Source material ▸
______
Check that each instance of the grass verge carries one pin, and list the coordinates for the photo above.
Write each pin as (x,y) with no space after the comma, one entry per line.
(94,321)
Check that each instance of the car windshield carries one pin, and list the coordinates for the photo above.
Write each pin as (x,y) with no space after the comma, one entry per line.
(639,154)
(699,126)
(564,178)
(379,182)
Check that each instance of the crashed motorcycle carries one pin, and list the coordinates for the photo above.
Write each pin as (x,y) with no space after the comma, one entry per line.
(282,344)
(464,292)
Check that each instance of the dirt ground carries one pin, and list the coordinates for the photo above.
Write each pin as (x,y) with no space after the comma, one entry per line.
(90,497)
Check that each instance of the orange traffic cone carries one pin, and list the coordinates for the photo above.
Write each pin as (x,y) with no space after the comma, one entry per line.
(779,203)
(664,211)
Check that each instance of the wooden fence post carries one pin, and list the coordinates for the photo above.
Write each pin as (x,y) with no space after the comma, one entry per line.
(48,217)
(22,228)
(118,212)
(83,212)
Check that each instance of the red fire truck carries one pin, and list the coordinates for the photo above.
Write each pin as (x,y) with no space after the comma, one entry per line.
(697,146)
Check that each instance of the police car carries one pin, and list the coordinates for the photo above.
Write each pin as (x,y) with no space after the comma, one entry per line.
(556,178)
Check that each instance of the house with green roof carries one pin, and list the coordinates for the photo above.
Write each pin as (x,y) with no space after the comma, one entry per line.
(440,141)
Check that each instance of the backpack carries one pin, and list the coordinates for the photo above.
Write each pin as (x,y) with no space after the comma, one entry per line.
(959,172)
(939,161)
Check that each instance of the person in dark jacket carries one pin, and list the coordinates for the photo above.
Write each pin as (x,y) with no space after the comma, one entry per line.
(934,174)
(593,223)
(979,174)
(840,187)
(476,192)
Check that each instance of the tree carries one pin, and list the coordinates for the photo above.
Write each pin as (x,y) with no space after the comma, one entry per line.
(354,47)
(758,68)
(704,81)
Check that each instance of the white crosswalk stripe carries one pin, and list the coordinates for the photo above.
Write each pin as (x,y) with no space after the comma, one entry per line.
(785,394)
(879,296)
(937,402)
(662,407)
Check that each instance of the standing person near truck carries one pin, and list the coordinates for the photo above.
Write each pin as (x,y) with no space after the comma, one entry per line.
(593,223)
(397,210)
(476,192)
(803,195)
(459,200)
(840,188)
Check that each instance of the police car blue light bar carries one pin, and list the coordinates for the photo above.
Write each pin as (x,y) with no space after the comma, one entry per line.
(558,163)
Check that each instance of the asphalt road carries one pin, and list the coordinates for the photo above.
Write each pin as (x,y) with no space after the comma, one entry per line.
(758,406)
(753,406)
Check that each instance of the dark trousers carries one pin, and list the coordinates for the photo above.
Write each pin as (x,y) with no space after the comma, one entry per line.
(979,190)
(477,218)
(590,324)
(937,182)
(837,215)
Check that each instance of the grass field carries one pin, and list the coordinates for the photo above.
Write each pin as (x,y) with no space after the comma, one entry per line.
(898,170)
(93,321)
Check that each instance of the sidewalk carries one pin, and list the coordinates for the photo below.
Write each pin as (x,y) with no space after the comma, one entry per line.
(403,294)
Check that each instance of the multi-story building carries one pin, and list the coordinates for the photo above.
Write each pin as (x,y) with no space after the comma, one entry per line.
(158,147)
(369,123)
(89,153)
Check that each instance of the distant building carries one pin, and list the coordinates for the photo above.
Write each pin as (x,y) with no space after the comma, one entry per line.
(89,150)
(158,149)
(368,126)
______
Your objective ▸ The records above should all be quoted exactly, please.

Solution ▸
Check that each instance of the grass verge carries one pin, and list the coordinates for the photo above.
Write each pin as (x,y) with no space after the comma, one entry per line.
(94,321)
Check that each instance of the car windshield carries one pin, and list the coordinates for the photo above.
Write each pin as (x,y) with no space after the comma, one entry per line.
(639,154)
(699,126)
(564,178)
(379,182)
Check that each instance of the crashed motorcycle carries one pin, and list the coordinates for the photo above.
Write each pin as (x,y) with no space after the comma, one entry per line.
(282,344)
(464,292)
Check that each instance of the dirt ground carries one pin, and list the coordinates for the photo above.
Write each pin as (x,y) with no space after the comma, one entry per line.
(90,497)
Check that each instance of the orange traffic cone carries one pin, and list the coordinates for the photo above.
Write each pin as (x,y) with no space after the comma, one entry per line.
(779,203)
(664,211)
Check that each instance of the wooden fence post carries one pin, and list the coordinates for the photo above.
Write each pin as (x,y) with no space after the comma, one entry per line.
(48,217)
(22,228)
(118,212)
(83,212)
Check that each instance of the red fire truck carries one pin, and list the coordinates for the photo above.
Write each pin as (x,y) with no space after the comma, one entry per line.
(697,146)
Check that each instance of the police car carries one pin, and list the coordinates for the photo above.
Write each pin as (x,y) with no space after the comma, one entry per line.
(556,178)
Check that each instance of the house with green roof carries one pin, and list the coordinates for the photo above.
Write each pin as (x,y) with no space after the comma, one entry per line.
(440,141)
Check that each instance of the backpack carries one pin, and list the coordinates for the photo above.
Write each pin as (x,y) with no space after the comma, one entry per line.
(959,172)
(939,161)
Check that each instance of the person in dark jacket carries one pin, and list the coordinates for the photo above.
Write each pin as (x,y) with no space after the comma, one entry per line.
(934,174)
(593,223)
(979,174)
(840,187)
(476,192)
Check that each instance of the tree carries one pin, and list the coordinates for the photo above.
Write each pin as (x,y) with no space after the comma, one entry per line.
(354,47)
(758,68)
(704,81)
Check that each instance of the white crosswalk stripe carries one pin, and list the coordinates for the photo above.
Write each pin as (x,y) with no space after the comma, one entry per line.
(785,394)
(879,296)
(937,402)
(662,407)
Check that each instance of the standing person near truck carries one pin, and list the coordinates for the photo above.
Write each pin as (x,y) with no space after the comma, one entry per line.
(593,223)
(397,210)
(476,192)
(803,195)
(459,200)
(840,188)
Check that each instance of the police car blue light bar carries one pin, and list the coordinates for the photo above.
Write each pin as (x,y) with no space after the comma, one entry per line.
(558,163)
Check that each instance of the asphalt road carries one pin, and list the coordinates for the photo above.
Write each pin as (x,y) with no space after the comma, one entry per line.
(758,406)
(753,406)
Check that each instance of the dark trousers carries one pin, and list the coordinates for the photo above.
Write each pin as (x,y) with no space after the comma, one entry per line.
(979,190)
(477,218)
(590,324)
(937,182)
(837,215)
Check that each instance of the grass field carries one pin, and list the coordinates for the photo above.
Write each pin as (x,y) with no space after the comma, one entry per line.
(898,170)
(93,321)
Check that each instance of the sidewalk carries one pin, and list the coordinates for the photo below.
Write each pin as (x,y) with no space after the comma, one entry per line.
(403,294)
Check that each instance of the multi-story building carries one pin, and list the coordinates for the photo above.
Write each pin as (x,y) with no space after the comma, one entry per line.
(158,147)
(369,123)
(89,153)
Check that each instance of the distant building carries one pin, and list the coordinates for the photo above.
Write each pin as (x,y) with no space after the comma, one entry per line.
(89,150)
(158,149)
(368,126)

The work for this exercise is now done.